TRAVAIL À FAIRE:
Reprenez le texte sur le droit de propriété après sa dernière phrase et écrivez la suite.

TEXTE À LIRE:
────────

Le Parti de la démondialisation reconnaît le droit à la propriété individuelle.

Il concerne évidemment, en premier lieu, les biens appartenant à la sphère privée comme les objets dits « personnels » de la vie de tous les jours. Il s’agit aussi du logement, de la terre et de l’outil de travail. Le droit de propriété concerne l’être humain dans sa relation avec les biens. En tant que forme suprême d’exercice du pouvoir de l’être humain sur une chose, le droit de propriété individuelle reste un atout fondamental de la liberté. Il est conféré à toutes les personnes, qu’elles soient physiques ou morales, parmi lesquelles l’État et ses services.

Le droit de propriété est reconnu à l’échelle nationale et à l’échelle internationale.

Sur le plan national, durant la Révolution française, les élus de 1789 ont affirmé à deux reprises dans la Déclaration des droits de l’homme et du citoyen du 26 août 1789, le droit de propriété comme naturel et imprescriptible. En son article 2, la Déclaration entend faire respecter : « la liberté, la propriété, la sûreté et la résistance à l’oppression. » De son côté, l’article 17 énonce : « La propriété étant un droit inviolable et sacré, nul ne peut en être privé, si ce n’est lorsque la nécessité publique, légalement constatée, l’exige évidemment, et sous la condition d’une juste et préalable indemnité ».
 
En 1970, le Conseil constitutionnel reconnaît la valeur constitutionnelle de cette Déclaration en l’intégrant dans le bloc de constitutionnalité du préambule de la Constitution du 4 octobre 1958. Il a précisé « Les principes énoncés par la Déclaration des Droits de l’Homme et du Citoyen tant en ce qui concerne le caractère fondamental du droit de propriété, dont la conservation constitue l’un des buts de la société politique et qui est mis au même rang que la liberté, la sûreté et la résistance à l’oppression, qu’en ce qui concerne les garanties données aux titulaires de ce droit et les prérogatives de la puissance publique. »
La propriété immobilière est définie à l’article 552 du Code civil : « La propriété du sol emporte la propriété du dessus et du dessous. ». Ce principe souffre néanmoins d’exceptions d’ordre légal. Par exemple il existe un régime particulier pour l’exploitation minière du sous-sol. De même, la propriété du dessus peut être contrainte par des règles d’urbanisme.
Le droit de propriété est celui de jouir et de disposer de la chose perpétuellement et de la manière la plus absolue, « pourvu qu'on n'en fasse pas un usage prohibé par la loi et les règlements » (art 544, code civil), ou « de nature à nuire aux droits des tiers » (Civ.; 3e, 20/03/1978).

────────

DONNÉES BRUTES:
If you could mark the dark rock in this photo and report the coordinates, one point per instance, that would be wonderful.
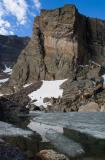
(62, 40)
(10, 48)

────────

RÉPONSE DE L'EXERCICE:
Le droit de propriété individuelle possède néanmoins des exceptions. Si ce droit est reconnu comme une liberté fondamentale en droit positif français, il n’est pas un droit général et absolu car il peut y être porté atteinte par la collectivité. Selon les termes de l’article 544 du Code civil, de nombreuses lois sont admises en limitation du droit de propriété, notamment en matière d’urbanisme. Les expropriations, par exemple, sont possibles mais doivent impérativement être justifiées, c’est-à-dire qu’elles doivent correspondre à une nécessité publique, légalement constatée. Il existe par ailleurs des cas particuliers sans nécessité de recourir à l’expropriation et dont les effets sont sensiblement identiques sans pour autant indemniser le propriétaire lésés : remembrement, servitude administrative, incorporation au domaine public, réquisition, règles d’urbanisme…
 
Lors des nationalisations de 1982, le Conseil constitutionnel, dans sa décision du 16 janvier 1982, a insisté sur le fait que toute atteinte au droit de propriété par la puissance publique doit répondre à une nécessité « légalement constatée ». En cas de nationalisation ou d’expropriation, le Conseil constitutionnel est appelé à en vérifier le caractère « juste ». En effet, en matière de nationalisations, le préambule de la Constitution de 1946 énonce que « Tout bien, toute entreprise, dont l’exploitation a ou acquiert les caractères d’un service public national ou d’un monopole de fait doit devenir la propriété de la collectivité. » Ce texte a ainsi permis d’encadrer la vague importante de nationalisations des années 1945 et 1946 et celle de 1982.
L’application de ce droit privatif à l’entreprise, dont l’objectif et l’organisation sont tournés vers la production de biens et services destinés à la satisfaction des besoins de tous, nécessite d’être rééquilibré. e droit fondamental à la propriété a le caractère d'un instrument et que toutes les formes de propriété ne sont pas égales. La propriété bénéficie d'une protection particulière lorsqu'il s'agit d'une propriété personnelle permettant de garantir la liberté de l'individu. En revanche, la protection de la propriété est d'autant plus restreinte – et le pouvoir de réglementation du législateur d'autant plus large – que l'objet auquel s'étendent les droits de propriété « se situe dans un contexte social et joue un rôle sur le plan social ». Dans le cas de la propriété de parts d'une entreprise, la jouissance de la propriété touche les intérêts d'autres personnes, à savoir les travailleurs, et au-delà les acheteurs des biens et services produits. Ces derniers doivent, eux aussi, jouir d’une certaine façon du droit de propriété sur l'objet - l'entreprise - afin de pouvoir assurer eux-aussi leur liberté et leur vie sous leur propre responsabilité. Seule l'action conjuguée des porteurs de parts et des travailleurs permet d'atteindre le but de l'entreprise et la jouissance de la propriété.
 
La propriété des moyens de production présente à l’évidence des avantages financiers, de prestige et politiques pour leurs propriétaires, qu’ils soient grands ou petits. Concernant les petits et moyens propriétaires du capital, dès lors qu’ils se conforment aux normes sociales, environnementales, de qualité fixées par la collectivité, leur outil de travail peut rester leur propriété. D’autant que les biens et services qu’ils produisent contribueront à répondre finement aux besoins de la population, probablement mieux que ne peuvent le faire de grandes entreprises, qu’elles soient privées ou nationales.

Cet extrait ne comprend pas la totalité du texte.